August 04, 2004

Amateurs and professionals

In response to my post on "Blog cultures, academic and otherwise", Jason Streed of Finches' Wings sent email about an area in which there's a long tradition of amateur commentary, and an equally long tradition of controversy about the relations between amateurs and various sorts of professionals.

Here's Jason's note:

I enjoyed your remarks about nonexpert comments in expert-driven forums. They reminded me of a remarkable review by Richard Elliott Friedman of Harold Bloom and David Rosenberg's "The Book of J." It was originally published in Bible Review; I found it in The Iowa Review, which reprinted it with other articles attacking Bloom's misdeeds in that book.

I couldn't find the text online, so here's a transcription of the first page or so from a copy long dormant in my basement:

"It is a strange fact that we biblical scholars always seem to meet people who are surprised to hear that we really know things about the bible. They assume that the study of the Bible is a matter of opinions and interpretations, with few verifiable facts one way or another. Even though the archeological revolution is a century old, even though the advances in language, text, artistry, and history are reported in thousands of books of introduction, history, and commentary, people do not just conceive of biblical scholars as having the same kind of expertise that professionals in medicine or law--or even other scholars in the humanities--have.

..............................

## QUESTIONS
1. Answer from the post on amateurs and professionals:
(a) Which blog is Jason Streed of?
(b) In which publication did Jason find the review?
(c) According to the transcribed passage, how old is the archeological revolution?
2. From the post on amateurs and professionals, echo the stretch from "August 04, 2004" through "sorts of professionals.".
The lines that come after the post aren't needed.

## GIVEN INFORMATION
..............................

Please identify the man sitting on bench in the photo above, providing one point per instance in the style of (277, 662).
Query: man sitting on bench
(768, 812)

..............................

## ANSWERS BY ITEM NUMBER
1.
(a) Finches' Wings
(b) The Iowa Review
(c) A century old

2.
August 04, 2004

Amateurs and professionals

In response to my post on "Blog cultures, academic and otherwise", Jason Streed of Finches' Wings sent email about an area in which there's a long tradition of amateur commentary, and an equally long tradition of controversy about the relations between amateurs and various sorts of professionals.